Au XIXe siècle, deux colonies agricoles sont créées en Campine anversoise. L’objectif? Créer des emplois pour les pauvres et vagabonds des villes. Un patrimoine aujourd’hui reconnu par l’Unesco.

C’est une terre ingrate, sablonneuse, sur laquelle ne poussaient autrefois que les bruyères et les genêts, au milieu des tourbières et des plans d’eau. Sur les cartes anciennes, on y devine un no man’s land, soigneusement délaissé par les paysans du cru et leur bon sens séculaire. Pas une ferme, pas un champ, pas même une route. Juste... rien. De petits déserts à proximité des villages de Wortel et de Merksplas, à deux pas de la frontière actuelle entre Belgique et Pays-Bas.

━━━

→ Travail demandé:
(a) Recopiez sans rien changer, dans le texte sur les colonies agricoles de la Campine anversoise, tout le passage depuis « C’est une terre » jusqu'à « Belgique et Pays-Bas. ».
(b) D'après le texte sur les colonies agricoles de la Campine anversoise, près de quels villages se trouvaient ces petits déserts ?

━━━

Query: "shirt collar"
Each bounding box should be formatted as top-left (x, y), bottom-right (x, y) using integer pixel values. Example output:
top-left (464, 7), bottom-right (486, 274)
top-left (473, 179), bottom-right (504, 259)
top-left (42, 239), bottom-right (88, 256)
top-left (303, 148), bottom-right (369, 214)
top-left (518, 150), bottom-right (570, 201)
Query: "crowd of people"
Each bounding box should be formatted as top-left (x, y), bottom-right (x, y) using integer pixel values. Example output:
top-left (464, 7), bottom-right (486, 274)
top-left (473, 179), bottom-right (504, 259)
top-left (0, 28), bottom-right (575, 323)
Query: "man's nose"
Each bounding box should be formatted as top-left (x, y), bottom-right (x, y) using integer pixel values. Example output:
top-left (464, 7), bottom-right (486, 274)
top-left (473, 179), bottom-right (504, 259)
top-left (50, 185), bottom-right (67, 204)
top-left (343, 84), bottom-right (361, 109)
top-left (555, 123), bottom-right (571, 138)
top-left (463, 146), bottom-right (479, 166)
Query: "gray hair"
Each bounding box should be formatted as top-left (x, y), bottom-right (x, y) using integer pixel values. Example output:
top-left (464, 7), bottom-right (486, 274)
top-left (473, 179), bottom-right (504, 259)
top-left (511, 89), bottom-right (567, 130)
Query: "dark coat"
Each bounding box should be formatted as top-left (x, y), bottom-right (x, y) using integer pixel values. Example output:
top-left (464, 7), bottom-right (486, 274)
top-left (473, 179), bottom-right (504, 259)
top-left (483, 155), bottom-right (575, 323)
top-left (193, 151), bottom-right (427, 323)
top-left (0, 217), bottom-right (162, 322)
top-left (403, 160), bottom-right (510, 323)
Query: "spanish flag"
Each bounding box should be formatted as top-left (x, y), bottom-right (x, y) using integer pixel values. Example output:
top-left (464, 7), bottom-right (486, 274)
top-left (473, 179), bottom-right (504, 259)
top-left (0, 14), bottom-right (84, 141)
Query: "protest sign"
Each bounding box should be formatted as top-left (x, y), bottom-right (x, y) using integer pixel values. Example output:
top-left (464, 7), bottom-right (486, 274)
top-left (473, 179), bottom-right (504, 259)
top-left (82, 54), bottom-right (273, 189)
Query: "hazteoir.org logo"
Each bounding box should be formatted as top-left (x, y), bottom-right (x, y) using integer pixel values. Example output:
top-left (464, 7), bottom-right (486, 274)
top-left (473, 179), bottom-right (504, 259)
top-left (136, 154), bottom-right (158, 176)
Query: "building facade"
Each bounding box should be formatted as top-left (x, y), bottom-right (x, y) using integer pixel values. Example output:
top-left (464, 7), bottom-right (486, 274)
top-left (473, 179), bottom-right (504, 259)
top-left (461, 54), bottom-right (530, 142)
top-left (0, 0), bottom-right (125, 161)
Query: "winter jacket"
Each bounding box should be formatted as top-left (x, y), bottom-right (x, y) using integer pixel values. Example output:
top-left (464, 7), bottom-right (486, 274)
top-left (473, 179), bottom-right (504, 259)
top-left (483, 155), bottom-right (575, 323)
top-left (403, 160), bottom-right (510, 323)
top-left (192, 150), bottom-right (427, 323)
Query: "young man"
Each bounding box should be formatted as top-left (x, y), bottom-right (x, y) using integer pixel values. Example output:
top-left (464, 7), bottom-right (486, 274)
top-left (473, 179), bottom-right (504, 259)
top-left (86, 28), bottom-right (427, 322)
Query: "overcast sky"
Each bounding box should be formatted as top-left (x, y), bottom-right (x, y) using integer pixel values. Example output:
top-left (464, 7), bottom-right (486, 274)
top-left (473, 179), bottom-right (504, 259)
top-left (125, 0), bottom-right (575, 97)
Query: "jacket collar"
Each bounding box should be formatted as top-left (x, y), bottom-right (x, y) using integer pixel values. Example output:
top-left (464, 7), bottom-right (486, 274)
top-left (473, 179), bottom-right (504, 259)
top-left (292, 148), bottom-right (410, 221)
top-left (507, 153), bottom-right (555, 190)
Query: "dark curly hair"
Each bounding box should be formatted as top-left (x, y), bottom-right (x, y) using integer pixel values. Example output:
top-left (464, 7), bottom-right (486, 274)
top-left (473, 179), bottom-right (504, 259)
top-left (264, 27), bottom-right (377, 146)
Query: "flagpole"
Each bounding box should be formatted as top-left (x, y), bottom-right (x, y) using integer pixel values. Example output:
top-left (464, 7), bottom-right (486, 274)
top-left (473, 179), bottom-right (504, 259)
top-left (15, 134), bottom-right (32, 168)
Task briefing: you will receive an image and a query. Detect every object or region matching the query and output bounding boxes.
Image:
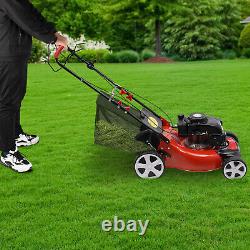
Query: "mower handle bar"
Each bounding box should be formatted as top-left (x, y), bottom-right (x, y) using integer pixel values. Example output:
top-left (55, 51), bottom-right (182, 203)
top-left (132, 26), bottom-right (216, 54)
top-left (54, 45), bottom-right (163, 121)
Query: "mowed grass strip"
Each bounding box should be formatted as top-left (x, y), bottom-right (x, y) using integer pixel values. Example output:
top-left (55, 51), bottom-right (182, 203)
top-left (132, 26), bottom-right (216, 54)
top-left (0, 60), bottom-right (250, 249)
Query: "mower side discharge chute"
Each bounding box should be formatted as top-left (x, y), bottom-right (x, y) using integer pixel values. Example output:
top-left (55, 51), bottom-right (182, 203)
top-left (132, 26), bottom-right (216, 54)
top-left (95, 95), bottom-right (152, 152)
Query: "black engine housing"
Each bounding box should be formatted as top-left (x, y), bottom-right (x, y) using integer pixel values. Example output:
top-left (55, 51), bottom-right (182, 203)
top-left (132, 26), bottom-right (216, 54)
top-left (178, 113), bottom-right (226, 149)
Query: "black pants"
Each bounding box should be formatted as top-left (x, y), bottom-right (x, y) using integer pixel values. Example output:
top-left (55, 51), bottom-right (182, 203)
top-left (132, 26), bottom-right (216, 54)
top-left (0, 59), bottom-right (27, 152)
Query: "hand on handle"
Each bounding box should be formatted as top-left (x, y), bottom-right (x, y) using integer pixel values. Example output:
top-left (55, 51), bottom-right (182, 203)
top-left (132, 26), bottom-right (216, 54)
top-left (54, 32), bottom-right (69, 59)
top-left (55, 32), bottom-right (69, 48)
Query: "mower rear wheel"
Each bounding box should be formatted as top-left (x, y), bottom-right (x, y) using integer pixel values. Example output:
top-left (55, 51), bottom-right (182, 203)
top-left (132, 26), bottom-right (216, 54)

━━━

→ Réponses par tâche:
(a)
C’est une terre ingrate, sablonneuse, sur laquelle ne poussaient autrefois que les bruyères et les genêts, au milieu des tourbières et des plans d’eau. Sur les cartes anciennes, on y devine un no man’s land, soigneusement délaissé par les paysans du cru et leur bon sens séculaire. Pas une ferme, pas un champ, pas même une route. Juste... rien. De petits déserts à proximité des villages de Wortel et de Merksplas, à deux pas de la frontière actuelle entre Belgique et Pays-Bas.

(b) Près des villages de Wortel et de Merksplas.